_Request:_
Can you reproduce every one of the following entries word for word, with nothing left out or changed?

>>>

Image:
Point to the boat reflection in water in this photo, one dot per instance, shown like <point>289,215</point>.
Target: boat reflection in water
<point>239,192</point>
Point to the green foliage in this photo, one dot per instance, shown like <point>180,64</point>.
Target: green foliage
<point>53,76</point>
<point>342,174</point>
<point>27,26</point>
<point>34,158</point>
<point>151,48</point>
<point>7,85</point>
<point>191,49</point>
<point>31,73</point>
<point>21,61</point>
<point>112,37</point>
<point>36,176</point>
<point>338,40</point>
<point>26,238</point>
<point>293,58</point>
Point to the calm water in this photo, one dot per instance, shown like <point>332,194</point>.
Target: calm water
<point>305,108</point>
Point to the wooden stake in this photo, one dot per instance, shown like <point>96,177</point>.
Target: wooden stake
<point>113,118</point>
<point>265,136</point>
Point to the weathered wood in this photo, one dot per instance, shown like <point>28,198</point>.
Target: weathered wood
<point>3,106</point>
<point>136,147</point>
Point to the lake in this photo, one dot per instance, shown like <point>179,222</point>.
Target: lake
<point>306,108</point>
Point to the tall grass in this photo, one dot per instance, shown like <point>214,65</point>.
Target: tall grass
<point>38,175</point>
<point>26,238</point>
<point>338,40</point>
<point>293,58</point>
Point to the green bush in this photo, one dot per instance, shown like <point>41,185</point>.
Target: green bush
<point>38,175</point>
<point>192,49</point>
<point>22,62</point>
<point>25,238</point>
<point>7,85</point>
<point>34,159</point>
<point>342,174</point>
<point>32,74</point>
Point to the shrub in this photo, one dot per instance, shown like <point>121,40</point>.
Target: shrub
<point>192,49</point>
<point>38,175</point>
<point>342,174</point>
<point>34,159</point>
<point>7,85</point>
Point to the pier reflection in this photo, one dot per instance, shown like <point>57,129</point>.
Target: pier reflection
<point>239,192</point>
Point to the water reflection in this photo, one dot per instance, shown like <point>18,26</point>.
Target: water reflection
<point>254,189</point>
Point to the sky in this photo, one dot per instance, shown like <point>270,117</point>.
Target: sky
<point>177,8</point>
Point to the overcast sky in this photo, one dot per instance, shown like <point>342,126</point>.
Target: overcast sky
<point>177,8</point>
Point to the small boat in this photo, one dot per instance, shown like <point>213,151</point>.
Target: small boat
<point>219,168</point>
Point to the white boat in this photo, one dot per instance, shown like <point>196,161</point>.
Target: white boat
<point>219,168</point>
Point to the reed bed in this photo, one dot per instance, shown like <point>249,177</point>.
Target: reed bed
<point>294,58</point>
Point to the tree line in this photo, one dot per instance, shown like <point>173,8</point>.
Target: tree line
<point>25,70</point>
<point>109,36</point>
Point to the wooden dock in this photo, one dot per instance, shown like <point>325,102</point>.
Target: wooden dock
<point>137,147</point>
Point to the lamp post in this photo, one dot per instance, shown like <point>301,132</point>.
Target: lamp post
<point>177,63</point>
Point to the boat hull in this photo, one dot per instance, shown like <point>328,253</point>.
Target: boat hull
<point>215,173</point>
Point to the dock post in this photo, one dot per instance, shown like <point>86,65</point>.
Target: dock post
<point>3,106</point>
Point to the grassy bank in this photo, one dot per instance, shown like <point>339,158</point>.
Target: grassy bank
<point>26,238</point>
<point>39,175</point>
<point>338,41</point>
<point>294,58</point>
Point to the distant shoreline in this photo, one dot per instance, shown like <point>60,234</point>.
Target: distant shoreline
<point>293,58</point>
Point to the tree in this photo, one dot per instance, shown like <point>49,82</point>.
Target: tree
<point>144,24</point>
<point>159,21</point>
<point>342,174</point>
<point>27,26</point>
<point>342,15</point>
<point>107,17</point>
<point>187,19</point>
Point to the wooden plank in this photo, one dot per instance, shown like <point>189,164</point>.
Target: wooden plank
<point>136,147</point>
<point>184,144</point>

<<<

_Full answer:_
Image:
Point to the boat reflection in water in this photo, one dot per instance, shown like <point>289,215</point>.
Target: boat reflection in water
<point>239,192</point>
Point to the green foliage in this photo, one dot per instance, shown like <point>180,64</point>.
Target: green foliage
<point>53,76</point>
<point>342,174</point>
<point>27,26</point>
<point>34,158</point>
<point>151,48</point>
<point>7,85</point>
<point>191,49</point>
<point>31,73</point>
<point>21,61</point>
<point>112,37</point>
<point>36,176</point>
<point>338,40</point>
<point>26,238</point>
<point>293,58</point>
Point to the calm water in this photo, one dot per instance, shown like <point>332,194</point>.
Target: calm water
<point>305,108</point>
Point to the wooden stake in this photo, one dot per instance, shown like <point>96,177</point>.
Target: wooden stake
<point>113,118</point>
<point>265,136</point>
Point to the weathered wood in this photo, one dot per instance, shown like <point>28,198</point>.
Target: weathered wood
<point>3,106</point>
<point>136,147</point>
Point to the lake in this photo, one dot per instance, shown like <point>179,222</point>.
Target: lake
<point>306,108</point>
Point to the tall grass in this photo, one dot per instance, shown like <point>214,65</point>.
Target: tall grass
<point>38,175</point>
<point>26,238</point>
<point>338,40</point>
<point>293,58</point>
Point to the green bush in this photo, one dot per instance, shown like <point>41,185</point>.
Target: green bush
<point>38,175</point>
<point>192,49</point>
<point>22,62</point>
<point>25,238</point>
<point>7,85</point>
<point>34,159</point>
<point>342,174</point>
<point>32,74</point>
Point to the shrub in this photo, one dot per instance, shown like <point>121,40</point>.
Target: shrub
<point>192,49</point>
<point>38,175</point>
<point>342,174</point>
<point>34,159</point>
<point>7,85</point>
Point to the pier reflection in this photo, one dot per instance, shown like <point>57,129</point>.
Target: pier reflection
<point>239,192</point>
Point to the water reflection in this photo, one dot per instance, shown like <point>18,26</point>.
Target: water reflection
<point>254,189</point>
Point to the sky in this photo, one dot per instance, shown like <point>270,117</point>.
Target: sky
<point>177,8</point>
Point to the overcast sky in this photo, one dot per instance, shown like <point>342,126</point>.
Target: overcast sky
<point>177,8</point>
Point to the small boat in this photo, one dot per instance, shown like <point>213,151</point>.
Target: small boat
<point>219,168</point>
Point to the white boat in this photo, one dot per instance, shown like <point>196,161</point>.
Target: white boat
<point>219,168</point>
Point to the reed bed in this photo, one dot per instance, shown like <point>249,177</point>.
Target: reed bed
<point>294,58</point>
Point to the tree line in this photo, one dot per instance, shown like <point>173,8</point>.
Target: tree line
<point>25,70</point>
<point>109,36</point>
Point to the wooden dock in this photo, one dot per instance, shown like <point>325,102</point>.
Target: wooden dock
<point>137,147</point>
Point to the lamp post in this photo, one dot per instance, shown like <point>301,132</point>.
Target: lamp post
<point>177,63</point>
Point to the boat hull in this photo, one dot per instance, shown like <point>328,253</point>.
Target: boat hull
<point>215,173</point>
Point to the dock post in this photo, one dot per instance, shown like <point>86,65</point>.
Target: dock post
<point>3,106</point>
Point to the grassy bank in this photo, one dot per instance, shown like <point>339,158</point>.
Target: grassy bank
<point>26,238</point>
<point>39,175</point>
<point>338,41</point>
<point>294,58</point>
Point to the distant shoreline in this photo, one dot per instance, shown like <point>60,234</point>.
Target: distant shoreline
<point>293,58</point>
Point to the tree in this photo, one dot per instance, shown like <point>49,82</point>.
Target: tree
<point>144,24</point>
<point>159,21</point>
<point>342,174</point>
<point>27,26</point>
<point>342,15</point>
<point>107,17</point>
<point>187,19</point>
Point to the wooden plank in this photo, one dot per instance, shown like <point>189,164</point>.
Target: wooden plank
<point>136,147</point>
<point>184,144</point>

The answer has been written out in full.